| To be done |
[A] Reproduce the part of the statement on the clawback rule starting at "This is truly" and ending at "in the details.".
[B] Decide whether each statement agrees with the statement on the clawback rule, answering yes or no and quoting the deciding words. (i) The proposal's new definition of "executive officer" is patterned after the Rule 16a-1(f) definition of officer. (ii) The statute defined "executive officer." (iii) Of the Dodd-Frank compensation rules, the speaker considers this one the worst.

Over the past four years, I have made it obvious to most that I am no fan of the Dodd-Frank Act, and certainly not the Act’s executive compensation rulemaking mandates. As I have noted many times in the past, there are real opportunity costs to this agency when our resources are devoted to these politically-motivated mandates. Staff hours spent on clawbacks, pay-for-performance, pay ratio, and hedging rules — not to mention other nonsensical Dodd-Frank mandates like conflict minerals and extractive resources —is time not being spent on meaningful, important projects like the disclosure review project. We desperately need to revamp our disclosure rules to cut through the clutter and ensure that we are only requiring disclosure of information that is important to a reasonable investor’s voting or investment decision. And there are other projects in need of CorpFin’s attention — most notably the much-needed revamp of our shareholder proposal rule. But instead of addressing these actually important issues, for years priority has been placed on plowing through Dodd-Frank’s many intrusions into state corporate governance rules.
Of course, as the Dodd-Frank compensation rules go, this one isn’t the worst — certainly not as bad as the pay ratio rulemaking that the press is reporting will happen next month. Dodd-Frank gave us a canvas, with the basic outlines of the rule sketched in. By prudently using our interpretive and exemptive authority, the Commission could have created a half-decent painting. But, due to the approach that a majority of the Commission has decided to pursue, we instead are unveiling our newest Goya, tortured and nightmarish.
This is truly unfortunate, because the broad theory of this rule makes some sense. If an executive receives remuneration from a company based on the company’s achievements, and those achievements later turn out to have been false, then the executive didn’t really “earn” that compensation, and thus there’s something to be said for a requirement for him or her to pay it back. And the executive, knowing that he or she might be required to repay that money, may take a bit of extra effort to ensure that the company’s achievements are legitimate. So far, so good — but the devils are in the details.
The First Devil
The first devil is in the scope of executives included within the rule. The proposal creates a new definition of “executive officer,” patterned after the Rule 16a-1(f) definition of officer. The definition is broad, including in its scope not just the top executives, but “any other officer who performs a policy-making function” and “any other person who performs similar policy-making functions for the issuer.” The proposal would then subject all of these people to a no-fault clawback regime.
Neither of these interpretive choices is in fact required by the statute, although the proposal would have you think so. First, as the statute did not define “executive officer,” and as we are crafting a new definition, we could have chosen a more limited population. Second, the proposal sees in the words “will recover” the additional words “without regard to fault.” Given the substantial debate over the “no fault” interpretation of the clawback provisions in Section 304 of Sarbanes-Oxley, I assume Congress knew how to write “no fault” if that’s what it intended. Congress did not, so we should have chosen something other than strict liability.

| Supplied data |
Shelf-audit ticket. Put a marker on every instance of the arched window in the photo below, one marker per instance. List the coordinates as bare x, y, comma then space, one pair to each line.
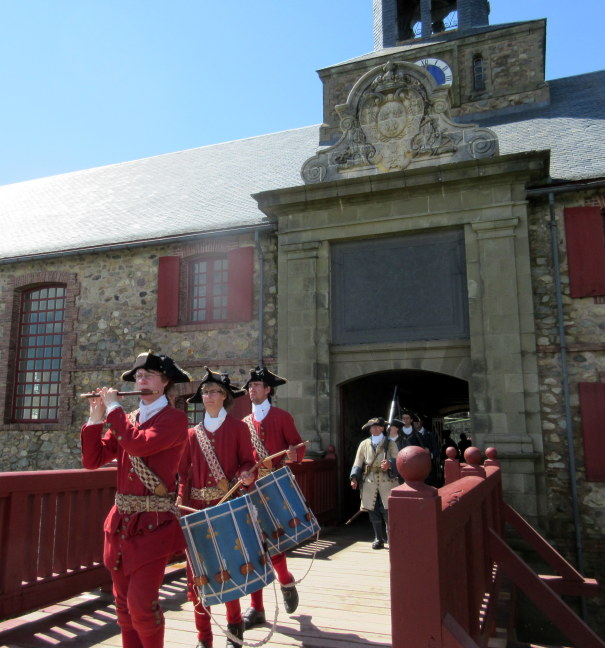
478, 72
39, 355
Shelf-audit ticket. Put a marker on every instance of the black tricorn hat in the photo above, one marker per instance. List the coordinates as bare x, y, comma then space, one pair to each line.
161, 363
221, 379
262, 374
377, 420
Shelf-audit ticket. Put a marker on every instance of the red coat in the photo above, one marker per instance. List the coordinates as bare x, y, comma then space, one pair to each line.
138, 538
278, 432
231, 444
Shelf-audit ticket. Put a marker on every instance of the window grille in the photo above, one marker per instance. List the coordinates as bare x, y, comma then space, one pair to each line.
39, 355
478, 73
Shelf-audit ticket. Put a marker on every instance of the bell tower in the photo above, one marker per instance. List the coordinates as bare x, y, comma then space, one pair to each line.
399, 21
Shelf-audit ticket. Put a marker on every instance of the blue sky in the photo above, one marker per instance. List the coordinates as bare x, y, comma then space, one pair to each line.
87, 83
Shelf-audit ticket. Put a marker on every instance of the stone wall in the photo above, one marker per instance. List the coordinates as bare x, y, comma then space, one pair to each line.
584, 322
114, 320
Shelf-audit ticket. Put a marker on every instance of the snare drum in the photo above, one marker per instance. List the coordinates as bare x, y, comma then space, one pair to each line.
283, 514
226, 551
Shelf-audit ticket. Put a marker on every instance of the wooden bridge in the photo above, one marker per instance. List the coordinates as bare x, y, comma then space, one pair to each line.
440, 584
344, 601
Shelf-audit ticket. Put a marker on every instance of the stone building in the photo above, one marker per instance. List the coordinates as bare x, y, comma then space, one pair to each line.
440, 232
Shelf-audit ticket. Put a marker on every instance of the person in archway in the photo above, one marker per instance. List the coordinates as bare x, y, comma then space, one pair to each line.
395, 436
463, 444
271, 430
447, 442
372, 475
429, 441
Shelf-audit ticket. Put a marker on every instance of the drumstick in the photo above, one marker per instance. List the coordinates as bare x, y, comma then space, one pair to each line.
257, 465
230, 492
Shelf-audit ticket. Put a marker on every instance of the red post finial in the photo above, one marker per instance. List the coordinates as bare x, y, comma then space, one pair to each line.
414, 465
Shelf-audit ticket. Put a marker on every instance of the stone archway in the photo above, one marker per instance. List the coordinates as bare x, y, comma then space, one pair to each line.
429, 393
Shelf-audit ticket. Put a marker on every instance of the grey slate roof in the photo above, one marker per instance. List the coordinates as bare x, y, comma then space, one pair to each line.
209, 188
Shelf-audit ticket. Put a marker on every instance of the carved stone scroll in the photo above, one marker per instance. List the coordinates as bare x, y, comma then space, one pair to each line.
396, 118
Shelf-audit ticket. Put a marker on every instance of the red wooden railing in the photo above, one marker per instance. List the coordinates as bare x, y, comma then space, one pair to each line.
51, 522
51, 540
448, 557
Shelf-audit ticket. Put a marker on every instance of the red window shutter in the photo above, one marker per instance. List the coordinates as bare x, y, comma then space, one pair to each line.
585, 235
168, 291
592, 409
240, 296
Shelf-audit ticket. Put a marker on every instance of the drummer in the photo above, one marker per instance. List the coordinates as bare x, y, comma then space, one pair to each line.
218, 453
271, 430
142, 530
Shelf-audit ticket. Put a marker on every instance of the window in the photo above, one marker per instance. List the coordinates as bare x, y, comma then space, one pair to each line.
206, 289
478, 73
39, 355
585, 238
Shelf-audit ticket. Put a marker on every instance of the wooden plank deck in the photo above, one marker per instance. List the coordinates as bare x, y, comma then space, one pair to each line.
344, 602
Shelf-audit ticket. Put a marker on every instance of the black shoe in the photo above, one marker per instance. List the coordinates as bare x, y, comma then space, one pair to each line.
290, 598
253, 617
236, 629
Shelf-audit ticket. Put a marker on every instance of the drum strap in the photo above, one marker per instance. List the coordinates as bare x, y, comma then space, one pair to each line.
142, 470
211, 459
256, 442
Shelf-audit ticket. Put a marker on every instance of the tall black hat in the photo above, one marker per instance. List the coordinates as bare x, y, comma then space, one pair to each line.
377, 420
161, 363
219, 378
262, 374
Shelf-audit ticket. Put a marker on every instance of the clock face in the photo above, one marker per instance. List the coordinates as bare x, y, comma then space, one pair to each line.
441, 71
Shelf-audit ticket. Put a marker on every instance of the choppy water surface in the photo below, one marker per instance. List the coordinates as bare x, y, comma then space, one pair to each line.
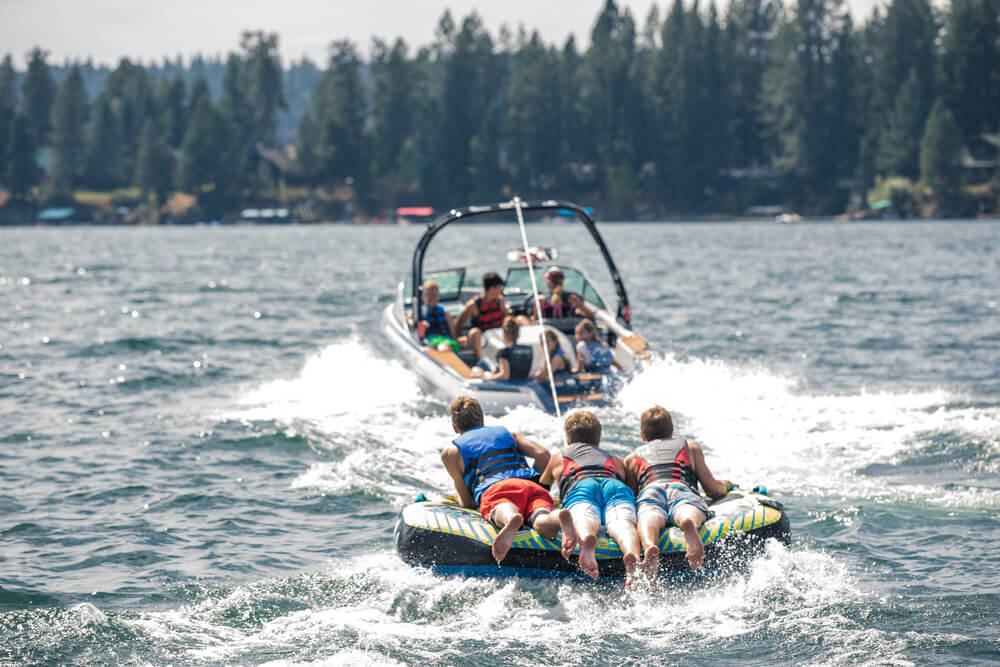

| Task-by-task solutions |
[A]
This is truly unfortunate, because the broad theory of this rule makes some sense. If an executive receives remuneration from a company based on the company’s achievements, and those achievements later turn out to have been false, then the executive didn’t really “earn” that compensation, and thus there’s something to be said for a requirement for him or her to pay it back. And the executive, knowing that he or she might be required to repay that money, may take a bit of extra effort to ensure that the company’s achievements are legitimate. So far, so good — but the devils are in the details.

[B]
(i) Yes: "The proposal creates a new definition of “executive officer,” patterned after the Rule 16a-1(f) definition of officer."
(ii) No: "as the statute did not define “executive officer,”"
(iii) No: "as the Dodd-Frank compensation rules go, this one isn’t the worst"